Word for word, retype the tail of the data below, starting with the line that has "the shower niche" and including the last line.

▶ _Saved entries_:
************

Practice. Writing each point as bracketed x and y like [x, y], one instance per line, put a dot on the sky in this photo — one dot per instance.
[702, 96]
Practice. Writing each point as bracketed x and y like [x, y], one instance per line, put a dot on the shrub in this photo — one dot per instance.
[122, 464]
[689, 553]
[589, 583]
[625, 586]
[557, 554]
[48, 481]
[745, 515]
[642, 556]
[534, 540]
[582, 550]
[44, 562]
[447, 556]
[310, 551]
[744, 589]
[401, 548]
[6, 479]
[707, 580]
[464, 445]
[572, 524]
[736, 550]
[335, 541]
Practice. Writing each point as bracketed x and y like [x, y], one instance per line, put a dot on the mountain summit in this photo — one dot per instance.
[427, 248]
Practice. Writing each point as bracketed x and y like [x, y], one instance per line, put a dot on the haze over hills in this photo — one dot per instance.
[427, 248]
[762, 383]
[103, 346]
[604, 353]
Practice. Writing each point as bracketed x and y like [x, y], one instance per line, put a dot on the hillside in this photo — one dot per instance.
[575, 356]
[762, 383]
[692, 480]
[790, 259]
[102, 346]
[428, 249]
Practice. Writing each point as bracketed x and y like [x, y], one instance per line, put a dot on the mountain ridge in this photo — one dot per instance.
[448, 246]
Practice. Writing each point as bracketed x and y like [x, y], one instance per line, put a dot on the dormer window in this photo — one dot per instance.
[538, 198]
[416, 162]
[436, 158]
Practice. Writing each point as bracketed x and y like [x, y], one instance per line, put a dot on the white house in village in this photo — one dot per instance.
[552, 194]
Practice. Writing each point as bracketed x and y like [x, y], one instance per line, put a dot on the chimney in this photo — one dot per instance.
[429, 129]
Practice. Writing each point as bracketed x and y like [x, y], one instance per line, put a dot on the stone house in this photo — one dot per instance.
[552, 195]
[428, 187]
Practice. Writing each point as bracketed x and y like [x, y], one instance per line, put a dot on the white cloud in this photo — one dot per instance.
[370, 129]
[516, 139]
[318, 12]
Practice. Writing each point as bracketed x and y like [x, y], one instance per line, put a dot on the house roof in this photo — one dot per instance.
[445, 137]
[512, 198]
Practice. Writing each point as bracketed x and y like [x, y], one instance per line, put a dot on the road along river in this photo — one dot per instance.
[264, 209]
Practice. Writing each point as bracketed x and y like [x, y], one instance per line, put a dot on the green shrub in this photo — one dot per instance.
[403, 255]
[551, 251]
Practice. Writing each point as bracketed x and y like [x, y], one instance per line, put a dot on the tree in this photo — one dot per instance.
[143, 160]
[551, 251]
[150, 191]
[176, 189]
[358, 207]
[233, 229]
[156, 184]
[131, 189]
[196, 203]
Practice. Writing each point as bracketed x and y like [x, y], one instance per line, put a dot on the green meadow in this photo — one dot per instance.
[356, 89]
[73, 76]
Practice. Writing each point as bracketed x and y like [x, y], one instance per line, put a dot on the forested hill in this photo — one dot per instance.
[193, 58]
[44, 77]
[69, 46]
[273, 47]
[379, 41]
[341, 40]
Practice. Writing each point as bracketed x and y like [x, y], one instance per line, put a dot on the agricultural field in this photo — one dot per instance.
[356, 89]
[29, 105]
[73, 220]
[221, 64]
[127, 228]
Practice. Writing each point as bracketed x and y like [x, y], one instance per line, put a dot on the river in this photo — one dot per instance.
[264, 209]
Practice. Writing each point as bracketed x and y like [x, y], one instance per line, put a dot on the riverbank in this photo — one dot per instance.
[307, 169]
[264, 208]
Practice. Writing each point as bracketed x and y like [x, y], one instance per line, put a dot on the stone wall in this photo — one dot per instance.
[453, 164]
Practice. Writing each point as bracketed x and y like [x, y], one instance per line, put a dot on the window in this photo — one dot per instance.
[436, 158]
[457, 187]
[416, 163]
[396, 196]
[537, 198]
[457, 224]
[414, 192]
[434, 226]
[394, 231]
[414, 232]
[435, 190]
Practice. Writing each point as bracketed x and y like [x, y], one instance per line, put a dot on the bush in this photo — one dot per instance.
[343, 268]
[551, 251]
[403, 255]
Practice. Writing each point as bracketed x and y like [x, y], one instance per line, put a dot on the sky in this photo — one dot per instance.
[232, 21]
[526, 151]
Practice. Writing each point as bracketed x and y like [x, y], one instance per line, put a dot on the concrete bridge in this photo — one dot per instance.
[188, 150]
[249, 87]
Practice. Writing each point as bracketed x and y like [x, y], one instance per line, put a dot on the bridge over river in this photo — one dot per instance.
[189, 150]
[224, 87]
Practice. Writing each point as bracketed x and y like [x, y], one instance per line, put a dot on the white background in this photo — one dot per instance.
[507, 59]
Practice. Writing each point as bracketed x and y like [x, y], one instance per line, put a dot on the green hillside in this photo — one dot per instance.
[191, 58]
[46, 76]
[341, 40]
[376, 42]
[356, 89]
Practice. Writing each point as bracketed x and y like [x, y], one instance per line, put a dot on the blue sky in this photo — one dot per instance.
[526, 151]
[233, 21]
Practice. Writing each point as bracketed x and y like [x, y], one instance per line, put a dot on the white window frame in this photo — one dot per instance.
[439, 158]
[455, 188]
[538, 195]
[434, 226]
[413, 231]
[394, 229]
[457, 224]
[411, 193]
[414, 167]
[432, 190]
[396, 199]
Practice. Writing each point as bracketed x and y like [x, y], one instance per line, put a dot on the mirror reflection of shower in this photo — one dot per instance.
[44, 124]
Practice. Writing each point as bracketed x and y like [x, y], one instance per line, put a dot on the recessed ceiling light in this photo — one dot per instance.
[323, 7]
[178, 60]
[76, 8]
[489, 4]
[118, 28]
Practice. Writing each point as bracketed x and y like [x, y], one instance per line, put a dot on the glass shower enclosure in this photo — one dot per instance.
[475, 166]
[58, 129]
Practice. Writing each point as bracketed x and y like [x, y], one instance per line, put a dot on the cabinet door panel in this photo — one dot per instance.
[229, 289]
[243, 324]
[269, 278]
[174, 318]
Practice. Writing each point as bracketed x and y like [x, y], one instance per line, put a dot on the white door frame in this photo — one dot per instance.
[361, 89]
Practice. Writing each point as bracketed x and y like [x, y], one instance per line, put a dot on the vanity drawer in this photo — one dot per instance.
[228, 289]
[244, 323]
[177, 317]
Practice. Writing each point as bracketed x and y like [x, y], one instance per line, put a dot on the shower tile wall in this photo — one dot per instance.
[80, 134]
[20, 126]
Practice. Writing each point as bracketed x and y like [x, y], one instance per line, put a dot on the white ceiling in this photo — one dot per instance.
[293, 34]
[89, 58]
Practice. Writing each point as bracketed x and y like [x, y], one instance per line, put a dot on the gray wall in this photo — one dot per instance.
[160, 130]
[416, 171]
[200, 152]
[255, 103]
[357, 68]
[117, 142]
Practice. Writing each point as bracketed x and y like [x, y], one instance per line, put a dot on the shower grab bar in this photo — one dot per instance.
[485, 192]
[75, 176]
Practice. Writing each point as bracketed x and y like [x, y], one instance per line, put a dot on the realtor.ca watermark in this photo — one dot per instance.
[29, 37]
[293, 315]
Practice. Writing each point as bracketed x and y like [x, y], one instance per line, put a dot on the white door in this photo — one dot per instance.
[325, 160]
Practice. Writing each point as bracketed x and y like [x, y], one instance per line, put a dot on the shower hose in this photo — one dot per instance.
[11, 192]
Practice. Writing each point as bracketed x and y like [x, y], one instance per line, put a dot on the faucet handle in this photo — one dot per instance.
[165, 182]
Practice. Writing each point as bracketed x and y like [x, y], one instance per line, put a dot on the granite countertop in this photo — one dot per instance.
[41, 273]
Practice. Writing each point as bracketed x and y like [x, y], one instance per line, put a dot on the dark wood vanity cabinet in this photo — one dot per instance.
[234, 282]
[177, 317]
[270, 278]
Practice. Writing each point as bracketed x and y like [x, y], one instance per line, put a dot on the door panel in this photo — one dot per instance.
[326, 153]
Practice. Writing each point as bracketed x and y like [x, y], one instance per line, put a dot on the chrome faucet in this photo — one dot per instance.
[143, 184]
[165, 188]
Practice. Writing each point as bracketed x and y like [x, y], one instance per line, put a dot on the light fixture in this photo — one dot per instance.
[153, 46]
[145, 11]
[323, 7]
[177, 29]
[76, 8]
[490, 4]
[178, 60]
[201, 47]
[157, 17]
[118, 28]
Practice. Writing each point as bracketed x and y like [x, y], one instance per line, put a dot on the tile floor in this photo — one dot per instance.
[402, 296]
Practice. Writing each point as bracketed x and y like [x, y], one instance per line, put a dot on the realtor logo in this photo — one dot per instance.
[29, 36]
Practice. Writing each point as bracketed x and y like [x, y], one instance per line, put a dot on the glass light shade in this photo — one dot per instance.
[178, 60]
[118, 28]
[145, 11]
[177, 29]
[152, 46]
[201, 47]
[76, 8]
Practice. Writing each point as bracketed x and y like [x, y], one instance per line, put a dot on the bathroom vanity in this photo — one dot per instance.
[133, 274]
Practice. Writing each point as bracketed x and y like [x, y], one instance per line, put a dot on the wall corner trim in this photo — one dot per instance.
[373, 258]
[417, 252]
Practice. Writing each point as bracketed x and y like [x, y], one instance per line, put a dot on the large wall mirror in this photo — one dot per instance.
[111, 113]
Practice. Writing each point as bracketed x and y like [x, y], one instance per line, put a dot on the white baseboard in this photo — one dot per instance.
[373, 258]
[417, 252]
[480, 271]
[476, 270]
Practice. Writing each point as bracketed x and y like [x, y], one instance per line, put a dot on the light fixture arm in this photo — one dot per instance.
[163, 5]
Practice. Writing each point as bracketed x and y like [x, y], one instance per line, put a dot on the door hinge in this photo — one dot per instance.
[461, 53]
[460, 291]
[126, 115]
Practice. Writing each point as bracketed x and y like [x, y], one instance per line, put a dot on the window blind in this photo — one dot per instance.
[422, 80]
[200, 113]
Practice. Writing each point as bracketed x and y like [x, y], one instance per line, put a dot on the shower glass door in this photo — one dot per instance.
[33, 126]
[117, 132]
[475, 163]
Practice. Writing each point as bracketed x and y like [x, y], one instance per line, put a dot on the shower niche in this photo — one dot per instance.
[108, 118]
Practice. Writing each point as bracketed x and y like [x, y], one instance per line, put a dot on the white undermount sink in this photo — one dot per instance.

************

▶ _Response area_:
Practice. Writing each point as bracketed x and y like [x, y], one instance per line, put a dot on the shower niche in this photo — one dot per instance.
[108, 118]
Practice. Writing each point as bracketed x and y like [x, y], one instance per line, put a dot on the white undermount sink in this photo — one dot per instance.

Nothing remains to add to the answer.